» **AVAILABLE RECORDS**
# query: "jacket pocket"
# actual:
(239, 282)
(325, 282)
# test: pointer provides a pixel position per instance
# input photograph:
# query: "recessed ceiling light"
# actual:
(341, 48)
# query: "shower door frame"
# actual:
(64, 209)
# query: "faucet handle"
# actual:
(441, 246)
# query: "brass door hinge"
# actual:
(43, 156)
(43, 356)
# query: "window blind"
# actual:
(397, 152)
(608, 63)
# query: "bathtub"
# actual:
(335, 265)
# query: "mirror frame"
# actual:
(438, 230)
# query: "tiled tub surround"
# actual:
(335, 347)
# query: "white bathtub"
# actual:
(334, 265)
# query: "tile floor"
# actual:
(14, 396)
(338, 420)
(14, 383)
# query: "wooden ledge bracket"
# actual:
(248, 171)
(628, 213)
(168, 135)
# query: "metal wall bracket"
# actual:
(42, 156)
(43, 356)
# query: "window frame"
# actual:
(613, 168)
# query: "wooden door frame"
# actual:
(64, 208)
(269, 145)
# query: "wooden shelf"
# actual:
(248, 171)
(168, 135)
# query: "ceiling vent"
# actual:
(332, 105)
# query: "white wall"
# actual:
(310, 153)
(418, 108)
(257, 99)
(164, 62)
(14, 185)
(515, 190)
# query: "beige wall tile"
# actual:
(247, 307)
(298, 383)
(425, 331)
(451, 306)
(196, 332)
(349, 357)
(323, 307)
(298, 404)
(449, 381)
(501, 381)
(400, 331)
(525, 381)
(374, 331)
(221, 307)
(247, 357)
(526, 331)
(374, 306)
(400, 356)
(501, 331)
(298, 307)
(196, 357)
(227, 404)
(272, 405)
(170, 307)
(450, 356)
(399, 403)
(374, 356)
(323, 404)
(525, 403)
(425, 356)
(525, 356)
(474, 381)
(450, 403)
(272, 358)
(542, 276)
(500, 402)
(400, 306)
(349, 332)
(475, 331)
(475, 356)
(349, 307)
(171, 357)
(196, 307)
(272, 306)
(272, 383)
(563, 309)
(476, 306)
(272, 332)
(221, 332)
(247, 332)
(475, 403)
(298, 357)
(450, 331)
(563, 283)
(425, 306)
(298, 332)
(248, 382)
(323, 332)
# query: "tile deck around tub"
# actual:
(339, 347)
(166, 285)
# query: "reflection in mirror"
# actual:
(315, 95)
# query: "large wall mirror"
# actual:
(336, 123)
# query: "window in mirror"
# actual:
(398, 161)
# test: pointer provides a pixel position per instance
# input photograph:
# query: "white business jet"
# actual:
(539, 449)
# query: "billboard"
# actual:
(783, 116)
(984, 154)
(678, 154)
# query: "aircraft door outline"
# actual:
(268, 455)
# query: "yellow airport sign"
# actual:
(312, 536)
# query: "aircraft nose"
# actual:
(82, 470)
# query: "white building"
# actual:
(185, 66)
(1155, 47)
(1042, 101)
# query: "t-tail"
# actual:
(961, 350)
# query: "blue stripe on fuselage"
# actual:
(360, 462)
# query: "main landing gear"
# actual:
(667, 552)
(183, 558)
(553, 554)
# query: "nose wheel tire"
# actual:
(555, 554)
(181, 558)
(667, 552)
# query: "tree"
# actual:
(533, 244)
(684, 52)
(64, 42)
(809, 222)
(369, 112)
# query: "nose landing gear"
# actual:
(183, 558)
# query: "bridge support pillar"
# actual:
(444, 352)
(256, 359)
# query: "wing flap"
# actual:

» **WRITTEN INSTRUCTION**
Extract every line above exactly as it stands.

» **IN RESPONSE**
# query: "jacket pocket"
# actual:
(239, 282)
(325, 282)
# test: pointer provides a pixel position per instance
# input photograph:
# query: "recessed ceiling light"
# actual:
(341, 48)
# query: "shower door frame"
# actual:
(64, 209)
# query: "faucet handle"
# actual:
(441, 246)
# query: "brass door hinge"
# actual:
(43, 156)
(43, 356)
# query: "window blind"
# actual:
(397, 152)
(608, 63)
# query: "bathtub"
# actual:
(335, 265)
# query: "mirror frame"
# actual:
(438, 230)
# query: "tiled tub surround"
# actual:
(335, 347)
# query: "white bathtub"
# actual:
(334, 265)
# query: "tile floor"
# actual:
(14, 396)
(338, 420)
(14, 383)
# query: "wooden ledge bracket"
# actual:
(248, 171)
(628, 213)
(168, 135)
# query: "metal wall bracket"
# actual:
(42, 156)
(43, 356)
# query: "window frame"
# actual:
(613, 168)
# query: "wooden door frame"
# actual:
(64, 208)
(269, 145)
# query: "wooden shelf"
# actual:
(248, 171)
(168, 135)
# query: "ceiling vent"
# actual:
(332, 105)
# query: "white wall"
# actual:
(310, 153)
(418, 108)
(257, 99)
(164, 62)
(14, 185)
(515, 190)
# query: "beige wall tile"
# actual:
(247, 307)
(298, 383)
(425, 331)
(451, 306)
(196, 332)
(349, 357)
(323, 307)
(298, 404)
(449, 381)
(501, 381)
(400, 331)
(525, 381)
(374, 331)
(221, 307)
(247, 357)
(526, 331)
(374, 306)
(400, 356)
(501, 331)
(298, 307)
(196, 357)
(227, 404)
(272, 405)
(170, 307)
(450, 356)
(399, 403)
(374, 356)
(323, 404)
(525, 403)
(425, 356)
(525, 356)
(474, 381)
(450, 403)
(272, 358)
(542, 276)
(500, 402)
(400, 306)
(349, 332)
(475, 331)
(475, 356)
(349, 307)
(171, 357)
(196, 307)
(272, 306)
(272, 383)
(563, 309)
(476, 306)
(272, 332)
(221, 332)
(247, 332)
(475, 403)
(298, 357)
(450, 331)
(563, 283)
(425, 306)
(298, 332)
(248, 382)
(323, 332)
# query: "tile deck around tub"
# actual:
(339, 347)
(166, 285)
# query: "reflection in mirror"
# actual:
(315, 95)
# query: "large wall mirror"
# actual:
(336, 123)
# query: "window in mirror"
# actual:
(398, 161)
# test: pointer provides a pixel position per instance
# input photograph:
# query: "white business jet"
# actual:
(539, 449)
# query: "billboard"
# actual:
(783, 116)
(984, 154)
(678, 154)
# query: "aircraft door outline"
# actual:
(268, 455)
# query: "yellow airport sign"
# actual:
(312, 536)
# query: "aircraft nose"
# actual:
(82, 470)
# query: "white building"
# actual:
(185, 66)
(1155, 47)
(1042, 101)
# query: "t-tail"
# actual:
(961, 350)
# query: "blue stripe on fuselage"
# actual:
(360, 462)
# query: "main landing gear"
# actual:
(667, 552)
(183, 558)
(553, 554)
# query: "nose wheel tire"
# actual:
(555, 554)
(181, 558)
(667, 552)
# query: "tree"
# actual:
(533, 244)
(684, 52)
(64, 42)
(809, 222)
(369, 112)
# query: "nose landing gear"
# actual:
(183, 558)
# query: "bridge support pillar"
# actual:
(444, 352)
(256, 359)
# query: "wing flap"
# actual:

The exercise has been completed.